**STATED PROBLEM:** Output only the span of lines that begins at the line containing "Reviewer check: each instance of the silver" and ends at the last line of the data, both included, exactly as they appear.

**GIVEN DATA:**

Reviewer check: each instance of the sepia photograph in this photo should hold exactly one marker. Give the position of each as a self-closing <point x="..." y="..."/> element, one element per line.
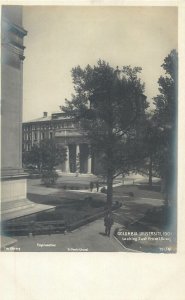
<point x="89" y="114"/>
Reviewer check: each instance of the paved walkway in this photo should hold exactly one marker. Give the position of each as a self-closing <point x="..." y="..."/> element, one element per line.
<point x="89" y="238"/>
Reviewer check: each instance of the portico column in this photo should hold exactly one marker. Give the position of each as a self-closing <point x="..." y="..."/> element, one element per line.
<point x="89" y="163"/>
<point x="67" y="167"/>
<point x="78" y="158"/>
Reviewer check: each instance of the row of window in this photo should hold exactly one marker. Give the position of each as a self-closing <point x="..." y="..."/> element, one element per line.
<point x="51" y="126"/>
<point x="43" y="135"/>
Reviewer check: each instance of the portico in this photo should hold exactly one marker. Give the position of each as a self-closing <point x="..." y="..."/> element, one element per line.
<point x="78" y="153"/>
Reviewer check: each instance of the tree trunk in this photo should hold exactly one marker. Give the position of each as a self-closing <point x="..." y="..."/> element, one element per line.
<point x="150" y="172"/>
<point x="109" y="189"/>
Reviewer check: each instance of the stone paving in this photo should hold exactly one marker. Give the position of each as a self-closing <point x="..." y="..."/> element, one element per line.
<point x="89" y="237"/>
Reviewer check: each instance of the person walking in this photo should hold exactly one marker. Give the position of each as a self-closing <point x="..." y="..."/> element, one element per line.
<point x="91" y="186"/>
<point x="108" y="222"/>
<point x="97" y="186"/>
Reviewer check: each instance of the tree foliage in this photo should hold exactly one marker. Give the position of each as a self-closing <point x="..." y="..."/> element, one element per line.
<point x="165" y="116"/>
<point x="109" y="105"/>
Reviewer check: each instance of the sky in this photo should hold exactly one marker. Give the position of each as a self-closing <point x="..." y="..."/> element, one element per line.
<point x="61" y="37"/>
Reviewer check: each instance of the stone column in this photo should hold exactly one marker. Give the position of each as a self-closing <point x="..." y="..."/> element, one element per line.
<point x="89" y="163"/>
<point x="67" y="166"/>
<point x="77" y="158"/>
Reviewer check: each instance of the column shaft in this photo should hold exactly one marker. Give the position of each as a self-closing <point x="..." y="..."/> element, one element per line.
<point x="67" y="166"/>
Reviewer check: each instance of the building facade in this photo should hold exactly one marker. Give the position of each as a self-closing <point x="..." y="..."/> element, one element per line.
<point x="65" y="132"/>
<point x="13" y="180"/>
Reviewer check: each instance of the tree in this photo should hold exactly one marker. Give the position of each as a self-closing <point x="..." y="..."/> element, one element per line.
<point x="109" y="108"/>
<point x="166" y="117"/>
<point x="46" y="156"/>
<point x="151" y="141"/>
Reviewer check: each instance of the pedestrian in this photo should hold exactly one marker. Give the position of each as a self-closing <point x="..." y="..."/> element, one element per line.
<point x="91" y="186"/>
<point x="108" y="222"/>
<point x="97" y="186"/>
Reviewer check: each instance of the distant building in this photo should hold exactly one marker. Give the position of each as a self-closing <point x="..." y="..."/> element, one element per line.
<point x="65" y="132"/>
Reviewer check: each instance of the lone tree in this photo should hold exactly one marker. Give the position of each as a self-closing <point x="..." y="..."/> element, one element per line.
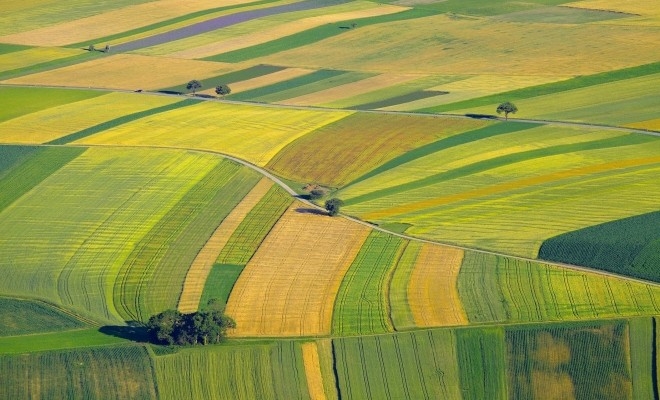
<point x="222" y="90"/>
<point x="507" y="108"/>
<point x="194" y="85"/>
<point x="333" y="205"/>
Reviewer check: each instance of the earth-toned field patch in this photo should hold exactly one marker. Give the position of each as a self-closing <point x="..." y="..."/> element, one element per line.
<point x="362" y="304"/>
<point x="19" y="317"/>
<point x="253" y="133"/>
<point x="354" y="145"/>
<point x="412" y="365"/>
<point x="100" y="201"/>
<point x="199" y="270"/>
<point x="151" y="278"/>
<point x="119" y="72"/>
<point x="623" y="246"/>
<point x="499" y="289"/>
<point x="260" y="371"/>
<point x="577" y="361"/>
<point x="109" y="373"/>
<point x="54" y="122"/>
<point x="289" y="286"/>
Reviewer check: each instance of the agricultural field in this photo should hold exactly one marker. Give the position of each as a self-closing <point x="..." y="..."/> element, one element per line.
<point x="475" y="256"/>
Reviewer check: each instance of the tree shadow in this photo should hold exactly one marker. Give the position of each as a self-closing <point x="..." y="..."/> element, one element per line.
<point x="481" y="116"/>
<point x="132" y="332"/>
<point x="314" y="211"/>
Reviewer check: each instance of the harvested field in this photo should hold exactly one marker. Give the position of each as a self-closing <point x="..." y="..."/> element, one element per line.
<point x="458" y="46"/>
<point x="201" y="266"/>
<point x="112" y="22"/>
<point x="253" y="133"/>
<point x="118" y="72"/>
<point x="433" y="287"/>
<point x="54" y="122"/>
<point x="289" y="286"/>
<point x="282" y="30"/>
<point x="355" y="145"/>
<point x="24" y="58"/>
<point x="313" y="371"/>
<point x="350" y="89"/>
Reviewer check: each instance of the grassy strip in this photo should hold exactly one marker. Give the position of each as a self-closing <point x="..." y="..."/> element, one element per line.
<point x="550" y="88"/>
<point x="56" y="341"/>
<point x="581" y="361"/>
<point x="247" y="237"/>
<point x="152" y="277"/>
<point x="257" y="370"/>
<point x="501" y="161"/>
<point x="18" y="101"/>
<point x="120" y="121"/>
<point x="236" y="76"/>
<point x="481" y="360"/>
<point x="118" y="372"/>
<point x="172" y="21"/>
<point x="613" y="246"/>
<point x="411" y="365"/>
<point x="443" y="144"/>
<point x="6" y="48"/>
<point x="19" y="317"/>
<point x="311" y="36"/>
<point x="313" y="77"/>
<point x="28" y="174"/>
<point x="404" y="98"/>
<point x="220" y="282"/>
<point x="362" y="304"/>
<point x="49" y="65"/>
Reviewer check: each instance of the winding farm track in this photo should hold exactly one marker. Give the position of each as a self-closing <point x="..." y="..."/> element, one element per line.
<point x="356" y="220"/>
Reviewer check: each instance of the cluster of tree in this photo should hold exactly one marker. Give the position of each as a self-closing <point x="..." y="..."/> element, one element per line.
<point x="221" y="90"/>
<point x="203" y="327"/>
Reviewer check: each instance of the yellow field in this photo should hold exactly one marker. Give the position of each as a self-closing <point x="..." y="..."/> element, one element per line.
<point x="253" y="133"/>
<point x="351" y="89"/>
<point x="279" y="31"/>
<point x="263" y="80"/>
<point x="112" y="22"/>
<point x="52" y="123"/>
<point x="289" y="287"/>
<point x="644" y="12"/>
<point x="126" y="71"/>
<point x="193" y="286"/>
<point x="313" y="371"/>
<point x="37" y="55"/>
<point x="433" y="291"/>
<point x="526" y="48"/>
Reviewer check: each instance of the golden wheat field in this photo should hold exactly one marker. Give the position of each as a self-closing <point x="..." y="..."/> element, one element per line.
<point x="289" y="287"/>
<point x="433" y="291"/>
<point x="126" y="71"/>
<point x="112" y="22"/>
<point x="199" y="270"/>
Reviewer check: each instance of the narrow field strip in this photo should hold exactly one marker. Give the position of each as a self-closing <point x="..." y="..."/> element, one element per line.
<point x="350" y="89"/>
<point x="111" y="22"/>
<point x="25" y="58"/>
<point x="199" y="270"/>
<point x="289" y="286"/>
<point x="280" y="31"/>
<point x="252" y="133"/>
<point x="117" y="71"/>
<point x="151" y="278"/>
<point x="362" y="305"/>
<point x="313" y="371"/>
<point x="367" y="142"/>
<point x="96" y="113"/>
<point x="433" y="288"/>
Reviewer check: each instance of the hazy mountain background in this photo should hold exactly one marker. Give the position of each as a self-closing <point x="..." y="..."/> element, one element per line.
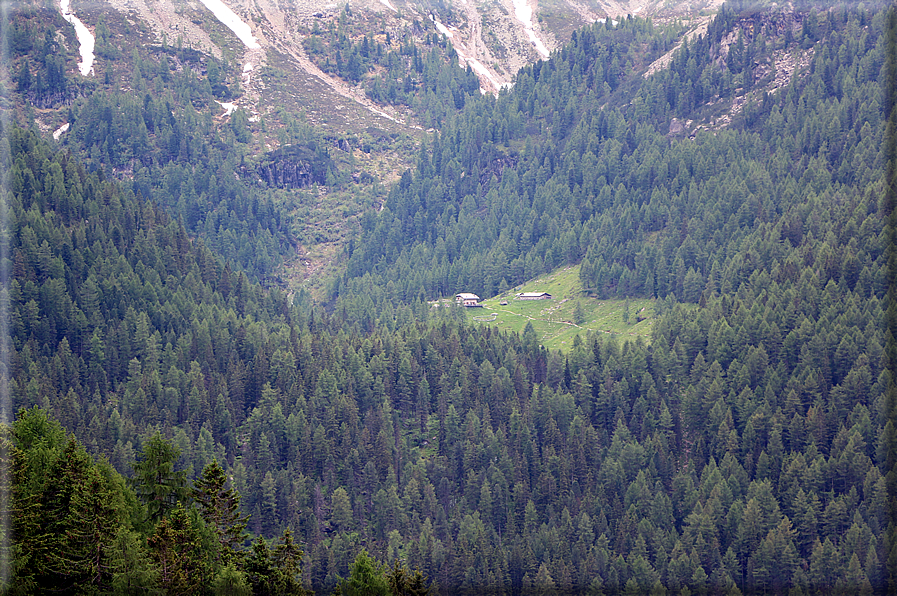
<point x="234" y="245"/>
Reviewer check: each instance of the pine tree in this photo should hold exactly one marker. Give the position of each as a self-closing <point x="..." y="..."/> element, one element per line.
<point x="219" y="506"/>
<point x="156" y="481"/>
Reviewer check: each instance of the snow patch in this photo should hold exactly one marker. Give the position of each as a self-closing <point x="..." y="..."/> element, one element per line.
<point x="86" y="40"/>
<point x="474" y="63"/>
<point x="524" y="14"/>
<point x="442" y="28"/>
<point x="230" y="19"/>
<point x="58" y="132"/>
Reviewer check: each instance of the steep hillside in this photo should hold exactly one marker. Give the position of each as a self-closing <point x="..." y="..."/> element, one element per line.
<point x="747" y="448"/>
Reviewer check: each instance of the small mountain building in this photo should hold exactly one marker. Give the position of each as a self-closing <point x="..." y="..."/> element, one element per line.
<point x="467" y="299"/>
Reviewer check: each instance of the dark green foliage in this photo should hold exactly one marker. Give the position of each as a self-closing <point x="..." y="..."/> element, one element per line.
<point x="747" y="448"/>
<point x="156" y="481"/>
<point x="429" y="80"/>
<point x="219" y="507"/>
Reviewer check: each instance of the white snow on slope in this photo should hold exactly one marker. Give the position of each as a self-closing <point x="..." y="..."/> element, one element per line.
<point x="474" y="63"/>
<point x="86" y="40"/>
<point x="230" y="19"/>
<point x="524" y="14"/>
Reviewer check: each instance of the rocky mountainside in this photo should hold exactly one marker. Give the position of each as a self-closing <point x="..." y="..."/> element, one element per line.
<point x="494" y="38"/>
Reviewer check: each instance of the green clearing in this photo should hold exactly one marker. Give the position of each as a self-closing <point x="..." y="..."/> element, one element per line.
<point x="554" y="319"/>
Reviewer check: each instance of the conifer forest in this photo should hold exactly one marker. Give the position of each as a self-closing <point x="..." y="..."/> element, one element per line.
<point x="182" y="420"/>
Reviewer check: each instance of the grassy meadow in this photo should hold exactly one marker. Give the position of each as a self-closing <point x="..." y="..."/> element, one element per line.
<point x="555" y="320"/>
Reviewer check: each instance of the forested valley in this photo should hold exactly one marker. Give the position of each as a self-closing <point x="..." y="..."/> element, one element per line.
<point x="215" y="433"/>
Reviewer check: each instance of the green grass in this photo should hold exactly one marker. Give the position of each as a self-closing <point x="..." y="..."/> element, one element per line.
<point x="554" y="320"/>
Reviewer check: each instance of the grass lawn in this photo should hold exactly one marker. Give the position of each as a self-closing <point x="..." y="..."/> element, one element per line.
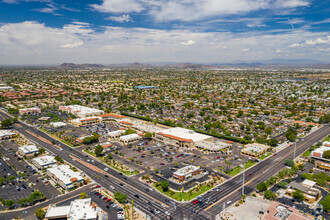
<point x="179" y="196"/>
<point x="264" y="156"/>
<point x="57" y="138"/>
<point x="307" y="153"/>
<point x="116" y="168"/>
<point x="238" y="169"/>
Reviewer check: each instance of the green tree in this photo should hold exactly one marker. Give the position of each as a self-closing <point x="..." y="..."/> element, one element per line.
<point x="129" y="131"/>
<point x="83" y="195"/>
<point x="148" y="135"/>
<point x="298" y="194"/>
<point x="121" y="198"/>
<point x="59" y="159"/>
<point x="289" y="162"/>
<point x="270" y="195"/>
<point x="10" y="203"/>
<point x="11" y="178"/>
<point x="283" y="184"/>
<point x="326" y="203"/>
<point x="262" y="186"/>
<point x="164" y="184"/>
<point x="326" y="154"/>
<point x="98" y="150"/>
<point x="40" y="213"/>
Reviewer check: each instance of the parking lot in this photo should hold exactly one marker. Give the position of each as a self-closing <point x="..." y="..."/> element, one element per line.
<point x="156" y="155"/>
<point x="31" y="175"/>
<point x="14" y="189"/>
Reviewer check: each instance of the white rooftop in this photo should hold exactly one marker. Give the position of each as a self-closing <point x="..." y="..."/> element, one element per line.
<point x="58" y="124"/>
<point x="255" y="147"/>
<point x="115" y="133"/>
<point x="185" y="170"/>
<point x="321" y="149"/>
<point x="57" y="211"/>
<point x="213" y="146"/>
<point x="308" y="183"/>
<point x="64" y="173"/>
<point x="82" y="209"/>
<point x="185" y="134"/>
<point x="81" y="109"/>
<point x="79" y="209"/>
<point x="45" y="160"/>
<point x="33" y="108"/>
<point x="78" y="120"/>
<point x="6" y="133"/>
<point x="27" y="149"/>
<point x="129" y="137"/>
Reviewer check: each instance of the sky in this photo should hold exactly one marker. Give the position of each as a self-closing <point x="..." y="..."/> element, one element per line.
<point x="150" y="31"/>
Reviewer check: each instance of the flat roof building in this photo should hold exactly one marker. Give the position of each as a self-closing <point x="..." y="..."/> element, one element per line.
<point x="115" y="134"/>
<point x="27" y="150"/>
<point x="57" y="124"/>
<point x="30" y="111"/>
<point x="81" y="111"/>
<point x="186" y="172"/>
<point x="129" y="138"/>
<point x="85" y="121"/>
<point x="44" y="161"/>
<point x="181" y="137"/>
<point x="318" y="153"/>
<point x="64" y="176"/>
<point x="79" y="209"/>
<point x="254" y="150"/>
<point x="7" y="134"/>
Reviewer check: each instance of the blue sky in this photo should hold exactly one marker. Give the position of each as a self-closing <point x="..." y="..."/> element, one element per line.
<point x="121" y="31"/>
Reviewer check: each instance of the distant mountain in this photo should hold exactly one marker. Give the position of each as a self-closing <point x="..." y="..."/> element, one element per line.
<point x="284" y="62"/>
<point x="79" y="66"/>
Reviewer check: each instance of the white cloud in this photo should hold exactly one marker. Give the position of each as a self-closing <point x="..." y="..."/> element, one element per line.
<point x="118" y="6"/>
<point x="18" y="1"/>
<point x="187" y="10"/>
<point x="295" y="45"/>
<point x="318" y="41"/>
<point x="72" y="45"/>
<point x="121" y="19"/>
<point x="34" y="43"/>
<point x="188" y="43"/>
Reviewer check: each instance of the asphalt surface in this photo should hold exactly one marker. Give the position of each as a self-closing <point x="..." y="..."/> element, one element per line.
<point x="230" y="190"/>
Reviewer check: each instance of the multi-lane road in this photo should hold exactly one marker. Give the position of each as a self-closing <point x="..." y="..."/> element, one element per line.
<point x="231" y="190"/>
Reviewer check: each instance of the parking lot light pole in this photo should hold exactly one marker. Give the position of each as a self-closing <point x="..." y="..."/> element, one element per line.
<point x="243" y="178"/>
<point x="294" y="150"/>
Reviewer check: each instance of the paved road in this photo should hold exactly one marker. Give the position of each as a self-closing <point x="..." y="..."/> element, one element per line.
<point x="230" y="190"/>
<point x="31" y="210"/>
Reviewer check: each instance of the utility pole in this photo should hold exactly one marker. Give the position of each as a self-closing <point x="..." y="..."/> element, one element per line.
<point x="224" y="210"/>
<point x="294" y="150"/>
<point x="243" y="178"/>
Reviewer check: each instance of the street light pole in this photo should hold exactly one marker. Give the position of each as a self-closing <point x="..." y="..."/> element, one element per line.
<point x="243" y="178"/>
<point x="294" y="151"/>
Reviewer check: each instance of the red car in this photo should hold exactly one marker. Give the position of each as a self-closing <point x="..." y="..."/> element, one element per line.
<point x="195" y="202"/>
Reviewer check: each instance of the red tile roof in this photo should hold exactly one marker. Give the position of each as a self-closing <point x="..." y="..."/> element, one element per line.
<point x="175" y="137"/>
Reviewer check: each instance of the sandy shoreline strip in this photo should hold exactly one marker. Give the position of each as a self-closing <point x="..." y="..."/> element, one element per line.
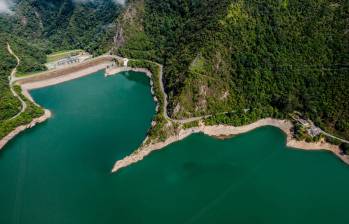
<point x="50" y="78"/>
<point x="224" y="130"/>
<point x="47" y="114"/>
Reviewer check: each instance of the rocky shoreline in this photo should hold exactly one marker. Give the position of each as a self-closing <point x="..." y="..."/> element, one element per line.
<point x="47" y="114"/>
<point x="224" y="130"/>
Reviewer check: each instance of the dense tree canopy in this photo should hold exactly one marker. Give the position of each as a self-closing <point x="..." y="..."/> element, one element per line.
<point x="272" y="57"/>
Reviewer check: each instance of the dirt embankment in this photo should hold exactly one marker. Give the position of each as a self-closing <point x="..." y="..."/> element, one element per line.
<point x="89" y="66"/>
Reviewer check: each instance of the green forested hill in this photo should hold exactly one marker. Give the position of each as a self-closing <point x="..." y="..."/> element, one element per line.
<point x="35" y="28"/>
<point x="272" y="57"/>
<point x="63" y="24"/>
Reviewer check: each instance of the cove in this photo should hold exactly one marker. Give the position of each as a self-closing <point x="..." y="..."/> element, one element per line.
<point x="59" y="171"/>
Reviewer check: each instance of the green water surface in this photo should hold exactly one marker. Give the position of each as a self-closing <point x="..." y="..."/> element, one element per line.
<point x="59" y="171"/>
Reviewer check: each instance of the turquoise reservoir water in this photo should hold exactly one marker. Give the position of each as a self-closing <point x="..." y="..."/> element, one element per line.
<point x="59" y="172"/>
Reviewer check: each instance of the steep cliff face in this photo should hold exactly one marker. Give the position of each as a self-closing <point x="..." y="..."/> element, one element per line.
<point x="271" y="57"/>
<point x="64" y="24"/>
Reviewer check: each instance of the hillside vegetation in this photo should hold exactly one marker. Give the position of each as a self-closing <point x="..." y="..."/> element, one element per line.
<point x="270" y="57"/>
<point x="36" y="28"/>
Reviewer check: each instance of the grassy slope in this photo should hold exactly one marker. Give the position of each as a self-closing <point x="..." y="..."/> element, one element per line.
<point x="10" y="105"/>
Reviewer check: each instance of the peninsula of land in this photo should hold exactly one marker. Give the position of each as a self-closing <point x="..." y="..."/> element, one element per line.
<point x="107" y="62"/>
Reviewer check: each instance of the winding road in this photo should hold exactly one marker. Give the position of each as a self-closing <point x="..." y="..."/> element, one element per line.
<point x="12" y="79"/>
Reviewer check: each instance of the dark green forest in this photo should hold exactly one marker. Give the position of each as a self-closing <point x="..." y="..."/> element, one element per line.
<point x="36" y="28"/>
<point x="271" y="57"/>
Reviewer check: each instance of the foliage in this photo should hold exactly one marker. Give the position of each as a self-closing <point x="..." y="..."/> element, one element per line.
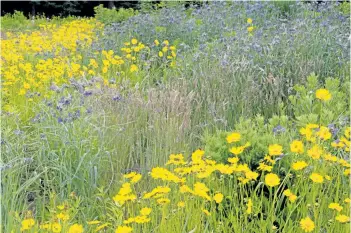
<point x="108" y="16"/>
<point x="218" y="117"/>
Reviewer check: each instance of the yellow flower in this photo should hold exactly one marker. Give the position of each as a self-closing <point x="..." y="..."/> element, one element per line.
<point x="297" y="147"/>
<point x="342" y="218"/>
<point x="323" y="94"/>
<point x="206" y="212"/>
<point x="56" y="227"/>
<point x="62" y="216"/>
<point x="324" y="133"/>
<point x="237" y="150"/>
<point x="275" y="150"/>
<point x="272" y="180"/>
<point x="316" y="178"/>
<point x="145" y="211"/>
<point x="75" y="228"/>
<point x="123" y="229"/>
<point x="218" y="198"/>
<point x="307" y="225"/>
<point x="134" y="41"/>
<point x="27" y="224"/>
<point x="181" y="204"/>
<point x="101" y="227"/>
<point x="233" y="137"/>
<point x="299" y="165"/>
<point x="335" y="206"/>
<point x="133" y="68"/>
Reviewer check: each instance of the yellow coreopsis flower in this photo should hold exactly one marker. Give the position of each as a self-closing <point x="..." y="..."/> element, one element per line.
<point x="307" y="225"/>
<point x="316" y="178"/>
<point x="342" y="218"/>
<point x="233" y="137"/>
<point x="145" y="211"/>
<point x="323" y="94"/>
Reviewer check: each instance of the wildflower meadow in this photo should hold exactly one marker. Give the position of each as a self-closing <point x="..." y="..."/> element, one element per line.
<point x="177" y="117"/>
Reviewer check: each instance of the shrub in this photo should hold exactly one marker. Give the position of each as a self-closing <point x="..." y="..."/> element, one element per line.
<point x="108" y="16"/>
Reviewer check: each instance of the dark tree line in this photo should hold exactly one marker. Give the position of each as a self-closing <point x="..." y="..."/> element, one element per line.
<point x="61" y="8"/>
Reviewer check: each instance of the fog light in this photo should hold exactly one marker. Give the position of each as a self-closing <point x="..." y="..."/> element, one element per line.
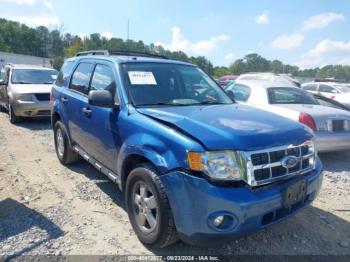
<point x="218" y="220"/>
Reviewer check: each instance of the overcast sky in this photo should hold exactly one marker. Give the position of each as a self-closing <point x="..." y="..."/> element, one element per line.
<point x="304" y="33"/>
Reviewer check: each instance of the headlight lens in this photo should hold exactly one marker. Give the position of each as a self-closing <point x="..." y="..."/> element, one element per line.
<point x="220" y="165"/>
<point x="24" y="97"/>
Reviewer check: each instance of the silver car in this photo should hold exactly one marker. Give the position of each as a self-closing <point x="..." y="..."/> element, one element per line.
<point x="331" y="126"/>
<point x="25" y="91"/>
<point x="337" y="91"/>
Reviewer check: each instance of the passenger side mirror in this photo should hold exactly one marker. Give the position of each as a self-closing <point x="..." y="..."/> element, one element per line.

**THE RESPONSE:**
Reviewer check: each instance of the silver car in this photo should hold exactly one marker. Give the position of each as a self-closing <point x="..." y="..."/> element, one element per line.
<point x="331" y="126"/>
<point x="25" y="91"/>
<point x="337" y="91"/>
Reviewer check: each instance of the passenger side mirror in this photo should hold exactly one marker. Give the position of each as a self-closing <point x="..." y="..."/> element, one element per line.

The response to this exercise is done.